(Outline records)
• • • • • • •

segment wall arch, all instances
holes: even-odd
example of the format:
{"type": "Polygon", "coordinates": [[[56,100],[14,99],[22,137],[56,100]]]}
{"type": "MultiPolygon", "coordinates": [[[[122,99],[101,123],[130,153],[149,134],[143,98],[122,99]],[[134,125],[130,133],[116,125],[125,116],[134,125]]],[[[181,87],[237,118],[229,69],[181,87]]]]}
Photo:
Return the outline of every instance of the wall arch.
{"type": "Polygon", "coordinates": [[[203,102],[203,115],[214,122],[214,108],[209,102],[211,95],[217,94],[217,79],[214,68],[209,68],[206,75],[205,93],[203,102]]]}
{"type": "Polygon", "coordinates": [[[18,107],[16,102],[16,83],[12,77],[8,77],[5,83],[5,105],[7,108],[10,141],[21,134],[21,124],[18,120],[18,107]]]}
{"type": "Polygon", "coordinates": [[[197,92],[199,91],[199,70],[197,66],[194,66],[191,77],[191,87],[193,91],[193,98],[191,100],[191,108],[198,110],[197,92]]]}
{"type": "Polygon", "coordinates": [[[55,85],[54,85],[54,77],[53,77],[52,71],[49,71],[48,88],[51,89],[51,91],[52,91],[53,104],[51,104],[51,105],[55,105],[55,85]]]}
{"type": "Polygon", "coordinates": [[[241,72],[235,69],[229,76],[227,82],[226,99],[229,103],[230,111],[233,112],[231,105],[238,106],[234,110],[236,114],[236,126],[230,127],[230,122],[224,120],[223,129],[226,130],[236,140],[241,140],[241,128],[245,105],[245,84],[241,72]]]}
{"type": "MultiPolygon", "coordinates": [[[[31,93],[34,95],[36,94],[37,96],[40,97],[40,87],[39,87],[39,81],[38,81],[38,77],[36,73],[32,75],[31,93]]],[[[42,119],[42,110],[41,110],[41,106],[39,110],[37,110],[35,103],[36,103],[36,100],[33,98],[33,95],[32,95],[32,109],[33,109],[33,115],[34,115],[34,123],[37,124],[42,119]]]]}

• • • • • • •

AIM:
Can you write out every line of the data above again, without changing anything?

COMPLETED EXERCISE:
segment wall arch, all instances
holes: even-odd
example of the format:
{"type": "Polygon", "coordinates": [[[56,100],[14,99],[22,137],[56,100]]]}
{"type": "MultiPolygon", "coordinates": [[[[122,99],[101,123],[130,153],[149,134],[143,98],[122,99]],[[134,125],[130,133],[116,125],[125,116],[134,125]]],[[[181,87],[237,118],[229,69],[181,87]]]]}
Photo:
Return the outline of every instance of the wall arch.
{"type": "Polygon", "coordinates": [[[203,102],[203,115],[214,122],[214,108],[209,102],[211,95],[217,94],[217,79],[214,68],[209,68],[206,75],[205,93],[203,102]]]}
{"type": "Polygon", "coordinates": [[[18,107],[16,102],[16,83],[12,77],[8,77],[5,83],[5,105],[7,108],[10,141],[21,134],[21,124],[18,120],[18,107]]]}
{"type": "Polygon", "coordinates": [[[197,92],[199,91],[199,70],[197,66],[194,66],[191,77],[191,87],[193,91],[193,98],[191,100],[191,108],[198,110],[197,92]]]}
{"type": "Polygon", "coordinates": [[[55,85],[54,85],[54,77],[53,77],[52,71],[49,71],[48,88],[51,89],[51,91],[52,91],[53,104],[51,104],[51,105],[55,105],[55,85]]]}
{"type": "Polygon", "coordinates": [[[241,72],[235,69],[229,76],[227,82],[226,99],[229,103],[230,111],[233,112],[231,105],[238,106],[234,110],[236,114],[236,126],[230,127],[230,122],[224,120],[223,129],[226,130],[236,140],[241,140],[241,128],[245,105],[245,84],[241,72]]]}
{"type": "MultiPolygon", "coordinates": [[[[31,93],[34,95],[36,94],[37,96],[40,97],[40,87],[39,87],[39,81],[38,81],[38,77],[36,73],[32,75],[31,93]]],[[[42,119],[42,110],[41,110],[41,106],[39,110],[37,110],[35,103],[36,103],[36,100],[33,98],[33,95],[32,95],[32,109],[33,109],[33,115],[34,115],[34,123],[37,124],[42,119]]]]}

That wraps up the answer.